◆ **WHAT YOU NEED TO DO**
In the records, change each occurrence of "lane-occupancy tally" to "shelf inventory count". Reproduce all other text without alteration.

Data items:
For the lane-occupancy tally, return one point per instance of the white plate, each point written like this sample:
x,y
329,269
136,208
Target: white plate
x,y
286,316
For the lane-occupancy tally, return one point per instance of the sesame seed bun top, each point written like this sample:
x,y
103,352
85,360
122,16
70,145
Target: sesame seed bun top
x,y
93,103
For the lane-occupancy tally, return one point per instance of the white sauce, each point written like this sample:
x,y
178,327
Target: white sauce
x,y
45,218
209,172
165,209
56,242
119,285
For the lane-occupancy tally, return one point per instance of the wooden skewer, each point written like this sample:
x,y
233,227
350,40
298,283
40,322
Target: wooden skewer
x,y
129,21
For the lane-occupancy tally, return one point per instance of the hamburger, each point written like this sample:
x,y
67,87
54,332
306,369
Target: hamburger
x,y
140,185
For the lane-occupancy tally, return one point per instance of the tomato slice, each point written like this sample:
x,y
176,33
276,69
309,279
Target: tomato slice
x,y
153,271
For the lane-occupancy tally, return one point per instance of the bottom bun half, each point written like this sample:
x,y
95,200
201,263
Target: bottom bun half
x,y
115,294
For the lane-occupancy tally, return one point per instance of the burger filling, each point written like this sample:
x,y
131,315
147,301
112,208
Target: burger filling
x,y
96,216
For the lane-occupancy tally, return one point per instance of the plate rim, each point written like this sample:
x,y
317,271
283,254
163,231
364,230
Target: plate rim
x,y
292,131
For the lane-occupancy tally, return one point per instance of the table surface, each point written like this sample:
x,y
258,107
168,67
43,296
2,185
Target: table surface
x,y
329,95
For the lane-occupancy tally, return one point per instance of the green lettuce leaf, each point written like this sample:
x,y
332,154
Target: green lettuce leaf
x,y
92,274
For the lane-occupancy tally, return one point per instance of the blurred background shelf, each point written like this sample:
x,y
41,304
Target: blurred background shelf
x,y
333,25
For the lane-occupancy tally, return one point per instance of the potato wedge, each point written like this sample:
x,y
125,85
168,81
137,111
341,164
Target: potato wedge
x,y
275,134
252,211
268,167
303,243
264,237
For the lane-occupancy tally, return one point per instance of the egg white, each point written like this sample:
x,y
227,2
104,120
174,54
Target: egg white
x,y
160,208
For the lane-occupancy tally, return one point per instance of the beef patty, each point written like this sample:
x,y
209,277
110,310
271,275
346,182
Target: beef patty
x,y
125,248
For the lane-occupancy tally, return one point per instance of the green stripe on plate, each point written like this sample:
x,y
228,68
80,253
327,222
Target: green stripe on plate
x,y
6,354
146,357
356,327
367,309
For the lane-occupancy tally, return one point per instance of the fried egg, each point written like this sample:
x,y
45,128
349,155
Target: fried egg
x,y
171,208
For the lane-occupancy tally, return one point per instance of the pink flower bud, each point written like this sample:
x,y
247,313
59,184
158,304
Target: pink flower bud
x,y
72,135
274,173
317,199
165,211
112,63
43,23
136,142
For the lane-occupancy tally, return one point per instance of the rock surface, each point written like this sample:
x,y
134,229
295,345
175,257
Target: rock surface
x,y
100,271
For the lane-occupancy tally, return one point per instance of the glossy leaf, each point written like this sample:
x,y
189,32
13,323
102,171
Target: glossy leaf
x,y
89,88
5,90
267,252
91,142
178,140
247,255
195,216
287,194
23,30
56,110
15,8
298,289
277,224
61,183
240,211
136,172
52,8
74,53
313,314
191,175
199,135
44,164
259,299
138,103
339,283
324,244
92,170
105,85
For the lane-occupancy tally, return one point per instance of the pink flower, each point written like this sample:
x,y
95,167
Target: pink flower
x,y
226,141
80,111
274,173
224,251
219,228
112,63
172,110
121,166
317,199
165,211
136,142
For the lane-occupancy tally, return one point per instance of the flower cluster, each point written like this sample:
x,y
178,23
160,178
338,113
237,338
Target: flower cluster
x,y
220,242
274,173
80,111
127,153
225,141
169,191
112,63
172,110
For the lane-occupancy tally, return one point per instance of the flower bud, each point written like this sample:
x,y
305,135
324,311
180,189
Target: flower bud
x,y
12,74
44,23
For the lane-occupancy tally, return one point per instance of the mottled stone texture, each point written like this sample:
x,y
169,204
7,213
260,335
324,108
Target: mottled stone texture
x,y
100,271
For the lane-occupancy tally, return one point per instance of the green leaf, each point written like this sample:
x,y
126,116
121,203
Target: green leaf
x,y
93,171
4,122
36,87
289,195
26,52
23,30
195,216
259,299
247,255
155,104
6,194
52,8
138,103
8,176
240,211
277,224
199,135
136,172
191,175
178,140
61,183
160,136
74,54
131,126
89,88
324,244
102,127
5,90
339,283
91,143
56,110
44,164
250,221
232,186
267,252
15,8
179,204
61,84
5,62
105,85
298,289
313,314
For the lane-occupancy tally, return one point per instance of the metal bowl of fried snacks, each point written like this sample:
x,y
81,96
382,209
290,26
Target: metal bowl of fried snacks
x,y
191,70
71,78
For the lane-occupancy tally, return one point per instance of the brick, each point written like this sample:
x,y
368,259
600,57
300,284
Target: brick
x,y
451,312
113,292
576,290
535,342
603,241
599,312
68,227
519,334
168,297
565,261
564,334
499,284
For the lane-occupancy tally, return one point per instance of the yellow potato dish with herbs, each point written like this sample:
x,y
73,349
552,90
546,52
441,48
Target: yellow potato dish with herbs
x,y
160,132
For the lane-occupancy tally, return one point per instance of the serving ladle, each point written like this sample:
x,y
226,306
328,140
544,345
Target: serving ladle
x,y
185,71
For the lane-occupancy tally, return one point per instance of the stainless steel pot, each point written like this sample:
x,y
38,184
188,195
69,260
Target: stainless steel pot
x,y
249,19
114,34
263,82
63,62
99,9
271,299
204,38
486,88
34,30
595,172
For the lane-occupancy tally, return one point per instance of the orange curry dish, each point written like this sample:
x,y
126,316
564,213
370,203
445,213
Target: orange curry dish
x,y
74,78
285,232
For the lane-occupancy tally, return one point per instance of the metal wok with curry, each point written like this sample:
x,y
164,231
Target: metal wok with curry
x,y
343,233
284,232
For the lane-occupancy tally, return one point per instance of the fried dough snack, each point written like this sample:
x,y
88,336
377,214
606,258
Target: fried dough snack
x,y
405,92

◆ **RESPONSE**
For the shelf inventory count, return one point per instance of the white plate, each point written like this sample:
x,y
329,269
136,208
Target: white plate
x,y
286,316
For the shelf inventory count, return one point per instance of the sesame seed bun top, each point written like this sample:
x,y
103,352
85,360
122,16
70,145
Target: sesame seed bun top
x,y
93,103
For the shelf inventory count, return one point per instance of the white sauce, each point written like this sample:
x,y
178,327
Target: white sauce
x,y
45,218
209,172
165,209
56,242
119,285
For the shelf inventory count, return one point per instance of the wooden skewer, each point written like this sample:
x,y
233,227
350,40
298,283
40,322
Target: wooden skewer
x,y
129,21
For the shelf inventory count, return one point per instance of the hamburger, each point written like this sample:
x,y
67,87
54,332
306,369
Target: hamburger
x,y
140,185
For the shelf inventory count, return one point per instance of the tomato slice, each point written like this sample:
x,y
176,33
276,69
309,279
Target: tomato slice
x,y
153,271
For the shelf inventory count, return one point per instance of the bottom bun half, each point written like this sample:
x,y
95,200
201,263
Target: bottom bun half
x,y
115,294
For the shelf inventory count, return one point per instance of the burger filling, each point written like this sample:
x,y
131,315
147,301
112,208
Target: burger filling
x,y
96,216
For the shelf inventory count, return one point per instance of the plate rim, each point written like this sample:
x,y
317,271
283,254
163,231
364,230
Target: plate rim
x,y
292,131
For the shelf inventory count, return one point per instance of the table surface, each point written like this sample:
x,y
258,107
168,67
43,296
2,185
Target: table surface
x,y
329,95
For the shelf inventory count, return one point per instance of the green lettuce leaf, each point written like this sample:
x,y
332,154
Target: green lettuce leaf
x,y
92,274
For the shelf inventory count, return one point per instance of the blurred background shelf, each point written like this sample:
x,y
41,304
Target: blurred background shelf
x,y
333,25
For the shelf inventory count, return one point per instance of the potato wedge, each point written like this sample:
x,y
125,85
168,81
137,111
341,164
Target: potato wedge
x,y
275,134
252,211
268,167
303,243
264,237
For the shelf inventory count, return one point per instance of the egg white, each point written like this sample:
x,y
227,2
104,120
174,54
Target: egg white
x,y
160,208
For the shelf inventory count, return one point per instance of the beef patty, each point written like this sample:
x,y
209,277
110,310
271,275
346,182
Target: beef patty
x,y
125,248
For the shelf inventory count, return one point per instance of the green stripe on plate, each point written like this sample:
x,y
228,68
80,253
327,222
Target: green stripe on plate
x,y
6,354
146,357
356,327
367,309
For the shelf inventory count, return one point per instance of the fried egg, each point written like this sample:
x,y
45,128
349,155
Target: fried egg
x,y
171,208
For the shelf inventory count, return one point per instance of the pink flower bud, each point written like this sample:
x,y
247,313
59,184
158,304
Target: pink flower bud
x,y
72,135
274,173
317,199
165,211
112,63
43,23
136,142
For the shelf inventory count, return one point per instance of the rock surface, each point written like this sample:
x,y
134,229
295,345
175,257
Target: rock surface
x,y
100,271
For the shelf inventory count, return one point per instance of the glossy leaf, each point written like this sample:
x,y
189,32
13,323
102,171
Target: glossy leaf
x,y
89,88
5,90
267,252
91,142
178,140
247,255
195,216
287,194
23,30
56,110
15,8
298,289
277,224
61,183
240,211
136,172
52,8
74,53
313,314
191,175
199,135
44,164
259,299
138,103
339,283
324,244
92,170
105,85
For the shelf inventory count, return one point per instance of the pink flower, each point written like this sample:
x,y
95,167
Target: pink flower
x,y
226,141
80,111
274,173
224,251
219,228
112,63
172,110
121,166
317,199
165,211
136,142
For the shelf inventory count, return one point per instance of the flower cluster, each point written like this sample:
x,y
178,23
160,178
338,113
237,338
Target: flower cluster
x,y
220,242
274,173
80,111
127,153
225,141
169,191
112,63
172,110
For the shelf inventory count, return one point per instance of the flower bud, each point written like this sample:
x,y
305,135
324,311
180,189
Target: flower bud
x,y
12,74
44,23
For the shelf inventory count, return one point per instance of the mottled stone texture, each point written like this sample:
x,y
169,204
7,213
260,335
324,108
Target: mottled stone texture
x,y
100,271
For the shelf inventory count, return one point per instance of the green leaf, each point written like this sample:
x,y
126,116
121,203
Target: green leaf
x,y
93,171
4,122
36,87
289,195
26,52
23,30
195,216
259,299
247,255
155,104
6,194
52,8
138,103
8,176
240,211
277,224
199,135
136,172
191,175
178,140
61,183
160,136
74,54
131,126
89,88
324,244
102,127
5,90
339,283
91,143
56,110
44,164
250,221
232,186
267,252
15,8
179,204
61,84
5,62
105,85
298,289
313,314
For the shelf inventory count, return one point per instance of the metal bowl of fried snacks, each point written like this sample:
x,y
81,96
382,209
290,26
Target: metal bowl of fried snacks
x,y
191,70
71,78
For the shelf inventory count, return one point per instance of the brick, each point written like this sample:
x,y
368,259
600,57
300,284
Target: brick
x,y
451,312
113,292
576,290
535,342
603,241
599,312
68,227
519,334
168,297
565,261
564,334
499,284
For the shelf inventory count, return one point per instance of the yellow potato dish with herbs, each point written like this sample:
x,y
73,349
552,90
546,52
441,48
Target: yellow potato dish with herbs
x,y
160,132
For the shelf inventory count, return one point per instance of the serving ladle, each point written like this sample:
x,y
226,306
328,140
544,345
Target: serving ladle
x,y
185,71
For the shelf inventory count, return one point per instance of the stainless steel pot, each point written like this sample:
x,y
38,184
188,195
69,260
Target: stainless steel pot
x,y
249,19
114,34
263,82
63,62
99,9
271,299
204,38
486,88
34,30
595,172
For the shelf inventory count, return one point per instance of the orange curry dish, each point written like this sample:
x,y
126,316
564,213
370,203
445,213
Target: orange curry dish
x,y
74,78
285,232
For the shelf inventory count, return one point per instance of the metal wok with curry, each point written like this sample:
x,y
164,231
Target: metal wok with curry
x,y
343,233
284,232
For the shelf inventory count, return one point per instance of the fried dough snack, each point written like this sample:
x,y
88,336
377,214
606,258
Target: fried dough snack
x,y
405,92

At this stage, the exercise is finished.